-- start SOURCE MATERIAL --

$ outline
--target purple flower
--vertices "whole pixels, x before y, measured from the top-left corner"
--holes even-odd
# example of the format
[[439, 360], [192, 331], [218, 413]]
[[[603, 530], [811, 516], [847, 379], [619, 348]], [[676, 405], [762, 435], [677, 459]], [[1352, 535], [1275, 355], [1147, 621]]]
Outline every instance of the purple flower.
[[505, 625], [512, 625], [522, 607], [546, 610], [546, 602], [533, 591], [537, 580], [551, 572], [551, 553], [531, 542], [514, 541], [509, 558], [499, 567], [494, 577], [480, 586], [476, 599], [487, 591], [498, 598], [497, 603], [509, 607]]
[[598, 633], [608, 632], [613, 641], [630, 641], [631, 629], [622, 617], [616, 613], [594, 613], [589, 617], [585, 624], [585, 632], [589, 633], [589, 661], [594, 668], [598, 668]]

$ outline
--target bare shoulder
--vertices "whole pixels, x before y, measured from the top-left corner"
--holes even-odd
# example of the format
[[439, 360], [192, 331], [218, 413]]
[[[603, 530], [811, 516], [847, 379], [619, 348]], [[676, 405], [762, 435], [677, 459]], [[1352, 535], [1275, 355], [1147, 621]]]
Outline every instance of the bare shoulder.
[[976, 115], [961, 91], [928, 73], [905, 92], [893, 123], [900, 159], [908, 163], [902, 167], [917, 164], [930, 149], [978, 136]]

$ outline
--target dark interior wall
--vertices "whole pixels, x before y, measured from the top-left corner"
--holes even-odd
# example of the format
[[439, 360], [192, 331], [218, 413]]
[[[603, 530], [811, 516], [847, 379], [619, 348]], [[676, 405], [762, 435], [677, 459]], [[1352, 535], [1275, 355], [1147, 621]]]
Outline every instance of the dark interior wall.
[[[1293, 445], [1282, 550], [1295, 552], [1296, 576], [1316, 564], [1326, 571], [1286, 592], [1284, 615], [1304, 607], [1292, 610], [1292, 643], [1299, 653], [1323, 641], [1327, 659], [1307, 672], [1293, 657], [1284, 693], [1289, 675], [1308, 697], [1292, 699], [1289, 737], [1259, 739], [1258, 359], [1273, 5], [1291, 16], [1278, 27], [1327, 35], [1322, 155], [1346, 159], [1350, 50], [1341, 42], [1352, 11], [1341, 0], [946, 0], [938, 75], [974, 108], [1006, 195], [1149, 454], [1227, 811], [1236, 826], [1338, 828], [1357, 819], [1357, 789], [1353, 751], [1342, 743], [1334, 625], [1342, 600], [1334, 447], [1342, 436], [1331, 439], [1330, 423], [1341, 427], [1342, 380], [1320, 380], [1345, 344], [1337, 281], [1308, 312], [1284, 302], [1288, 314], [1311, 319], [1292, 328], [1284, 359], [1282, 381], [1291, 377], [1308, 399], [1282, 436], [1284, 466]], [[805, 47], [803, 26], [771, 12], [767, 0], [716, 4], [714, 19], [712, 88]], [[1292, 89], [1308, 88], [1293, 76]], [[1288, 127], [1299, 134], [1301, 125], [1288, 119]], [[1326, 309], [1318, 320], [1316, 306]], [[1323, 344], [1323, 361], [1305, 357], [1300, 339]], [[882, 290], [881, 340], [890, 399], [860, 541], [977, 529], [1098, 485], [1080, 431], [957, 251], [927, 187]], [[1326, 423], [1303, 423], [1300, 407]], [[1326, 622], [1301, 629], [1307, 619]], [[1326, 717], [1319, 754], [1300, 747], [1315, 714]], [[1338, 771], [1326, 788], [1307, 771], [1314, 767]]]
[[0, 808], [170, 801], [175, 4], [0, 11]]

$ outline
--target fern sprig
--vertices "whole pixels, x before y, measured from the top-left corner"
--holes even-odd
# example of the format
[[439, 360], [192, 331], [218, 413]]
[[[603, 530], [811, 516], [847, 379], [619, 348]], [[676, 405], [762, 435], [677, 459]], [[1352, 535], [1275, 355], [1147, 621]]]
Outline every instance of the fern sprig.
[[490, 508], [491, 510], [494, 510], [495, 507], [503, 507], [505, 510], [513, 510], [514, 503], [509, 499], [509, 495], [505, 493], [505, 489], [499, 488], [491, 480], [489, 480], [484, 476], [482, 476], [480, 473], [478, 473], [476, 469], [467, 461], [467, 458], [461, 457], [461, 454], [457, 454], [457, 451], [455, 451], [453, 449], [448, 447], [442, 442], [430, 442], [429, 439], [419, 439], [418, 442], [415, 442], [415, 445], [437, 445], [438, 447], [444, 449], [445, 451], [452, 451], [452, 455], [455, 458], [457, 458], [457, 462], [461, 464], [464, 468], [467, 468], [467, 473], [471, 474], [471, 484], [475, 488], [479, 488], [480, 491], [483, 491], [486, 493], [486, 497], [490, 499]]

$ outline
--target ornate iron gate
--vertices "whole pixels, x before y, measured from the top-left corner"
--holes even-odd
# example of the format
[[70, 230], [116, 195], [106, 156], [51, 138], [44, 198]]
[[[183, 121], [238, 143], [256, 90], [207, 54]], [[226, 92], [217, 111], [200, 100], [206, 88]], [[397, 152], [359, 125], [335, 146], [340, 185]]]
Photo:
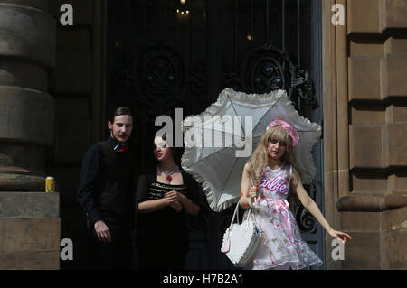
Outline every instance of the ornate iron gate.
[[[224, 88], [288, 91], [299, 113], [322, 124], [321, 0], [109, 0], [107, 113], [136, 115], [137, 161], [151, 163], [154, 121], [199, 114]], [[306, 187], [323, 210], [322, 142]], [[325, 259], [324, 233], [302, 205], [291, 208], [303, 238]], [[232, 209], [191, 232], [189, 269], [229, 269], [220, 253]], [[325, 266], [323, 266], [324, 268]]]

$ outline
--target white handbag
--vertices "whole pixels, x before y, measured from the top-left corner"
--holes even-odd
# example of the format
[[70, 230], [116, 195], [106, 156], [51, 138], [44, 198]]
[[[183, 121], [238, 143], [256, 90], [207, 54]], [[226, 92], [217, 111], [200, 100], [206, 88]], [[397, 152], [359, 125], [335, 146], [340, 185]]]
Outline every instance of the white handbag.
[[[234, 218], [237, 216], [237, 223]], [[261, 231], [257, 227], [251, 208], [247, 217], [239, 224], [239, 203], [234, 209], [230, 227], [223, 235], [223, 245], [221, 248], [234, 265], [246, 266], [257, 250]]]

-- end SOURCE MATERIAL --

▶ **REQUEST**: Rewrite all of the data above, swapping "top-left corner" for "upper-left corner" and keeping everything else the same. Leave out the pictures.

▶ **EXERCISE OUTPUT**:
$ outline
--target purple flower
--vertices "whole pixels, x before y, measured from the upper-left corner"
--holes even-odd
# example of the format
[[439, 360], [192, 331], [218, 413]]
[[[603, 530], [811, 516], [847, 379], [619, 348]], [[676, 405], [762, 435], [677, 459]], [[1352, 535], [1275, 355], [1147, 621]]]
Outline every instance of the purple flower.
[[505, 625], [512, 625], [522, 607], [546, 610], [546, 602], [533, 591], [537, 580], [551, 572], [551, 553], [531, 542], [514, 541], [509, 558], [499, 567], [494, 577], [480, 586], [476, 599], [487, 591], [498, 598], [497, 603], [509, 607]]
[[598, 633], [608, 632], [613, 641], [630, 641], [631, 629], [622, 617], [616, 613], [594, 613], [589, 617], [585, 624], [585, 632], [589, 633], [589, 661], [594, 668], [598, 668]]

$ outline
--target bare shoulder
--vertices "whole pixels, x before y, measured from the upper-left corner"
--holes even-odd
# example of the format
[[439, 360], [192, 331], [218, 413]]
[[[603, 530], [811, 516], [847, 379], [619, 348]], [[676, 405], [762, 435], [677, 459]], [[1352, 535], [1275, 355], [1147, 621]]]
Outline every instance of the bare shoulder.
[[976, 115], [961, 91], [928, 73], [905, 92], [893, 123], [900, 159], [908, 163], [902, 167], [917, 164], [930, 149], [978, 136]]

$ outline
--target dark interior wall
--vertices "whole pixels, x before y, measured from the upper-left corner"
--holes even-odd
# example of the format
[[439, 360], [192, 331], [218, 413]]
[[[603, 530], [811, 516], [847, 379], [619, 348]], [[676, 405], [762, 435], [677, 459]], [[1352, 535], [1275, 355], [1147, 621]]]
Outline every instance of the dark interior wall.
[[[1293, 445], [1282, 550], [1295, 552], [1296, 576], [1316, 564], [1326, 571], [1286, 592], [1284, 615], [1304, 607], [1292, 610], [1292, 643], [1299, 653], [1323, 641], [1327, 659], [1307, 672], [1293, 657], [1284, 693], [1289, 675], [1308, 697], [1292, 699], [1289, 737], [1259, 739], [1258, 359], [1273, 5], [1291, 16], [1278, 27], [1327, 35], [1322, 155], [1346, 159], [1350, 50], [1341, 42], [1352, 11], [1341, 0], [946, 0], [938, 75], [974, 108], [1006, 195], [1149, 454], [1227, 811], [1236, 826], [1338, 828], [1357, 819], [1357, 789], [1353, 751], [1342, 743], [1334, 625], [1342, 600], [1334, 447], [1342, 436], [1331, 439], [1330, 423], [1341, 427], [1342, 380], [1320, 380], [1345, 344], [1337, 281], [1308, 312], [1284, 302], [1288, 314], [1311, 319], [1292, 328], [1284, 359], [1282, 381], [1291, 377], [1308, 399], [1282, 436], [1284, 466]], [[805, 47], [803, 26], [771, 12], [767, 0], [716, 4], [714, 19], [712, 88]], [[1292, 89], [1308, 88], [1293, 76]], [[1288, 127], [1299, 134], [1301, 125], [1288, 119]], [[1326, 309], [1318, 320], [1316, 306]], [[1323, 344], [1323, 361], [1305, 357], [1300, 339]], [[882, 290], [881, 340], [890, 399], [860, 541], [977, 529], [1098, 485], [1080, 431], [957, 251], [927, 187]], [[1326, 423], [1303, 423], [1300, 407]], [[1326, 622], [1301, 629], [1307, 619]], [[1326, 717], [1319, 754], [1300, 747], [1315, 714]], [[1338, 771], [1326, 788], [1307, 771], [1314, 767]]]
[[0, 808], [170, 801], [175, 4], [0, 11]]

$ outline
--target fern sprig
--vertices "whole pixels, x before y, measured from the upper-left corner"
--holes even-odd
# example of the format
[[439, 360], [192, 331], [218, 413]]
[[[603, 530], [811, 516], [847, 379], [619, 348]], [[676, 405], [762, 435], [677, 459]], [[1352, 535], [1275, 355], [1147, 621]]]
Outline every instance of the fern sprig.
[[490, 508], [491, 510], [494, 510], [495, 507], [503, 507], [505, 510], [513, 510], [514, 503], [509, 499], [509, 495], [505, 493], [505, 489], [499, 488], [491, 480], [489, 480], [484, 476], [482, 476], [480, 473], [478, 473], [476, 469], [467, 461], [467, 458], [461, 457], [461, 454], [457, 454], [457, 451], [455, 451], [453, 449], [448, 447], [442, 442], [430, 442], [429, 439], [419, 439], [418, 442], [415, 442], [415, 445], [437, 445], [438, 447], [444, 449], [445, 451], [452, 451], [452, 455], [455, 458], [457, 458], [457, 462], [461, 464], [464, 468], [467, 468], [467, 473], [471, 474], [471, 484], [475, 488], [479, 488], [480, 491], [483, 491], [486, 493], [486, 497], [490, 499]]

$ outline
--target ornate iron gate
--vertices "whole pixels, x before y, measured from the upper-left corner"
--holes even-odd
# example of the format
[[70, 230], [116, 195], [106, 156], [51, 138], [44, 198]]
[[[183, 121], [238, 143], [256, 90], [207, 54]], [[226, 92], [217, 111], [200, 100], [206, 88]], [[397, 152], [359, 125], [335, 146], [340, 185]]]
Photo:
Outline every instance of the ornate iron gate.
[[[224, 88], [288, 91], [299, 113], [322, 124], [321, 0], [109, 0], [107, 113], [136, 115], [137, 161], [151, 163], [154, 121], [199, 114]], [[306, 187], [323, 210], [322, 142]], [[325, 259], [324, 233], [302, 205], [291, 208], [303, 238]], [[232, 209], [191, 232], [189, 269], [229, 269], [220, 253]], [[325, 266], [323, 266], [324, 268]]]

$ outline
--target white handbag
--vertices "whole pixels, x before y, measured from the upper-left corner"
--holes even-odd
# example of the format
[[70, 230], [116, 195], [106, 156], [51, 138], [44, 198]]
[[[183, 121], [238, 143], [256, 90], [207, 54]], [[226, 92], [217, 111], [200, 100], [206, 88]], [[397, 152], [359, 125], [335, 146], [340, 185]]]
Outline every instance of the white handbag.
[[[234, 218], [237, 216], [237, 223]], [[261, 231], [257, 227], [251, 208], [247, 217], [239, 224], [239, 203], [234, 209], [230, 227], [223, 235], [223, 245], [221, 248], [234, 265], [246, 266], [257, 250]]]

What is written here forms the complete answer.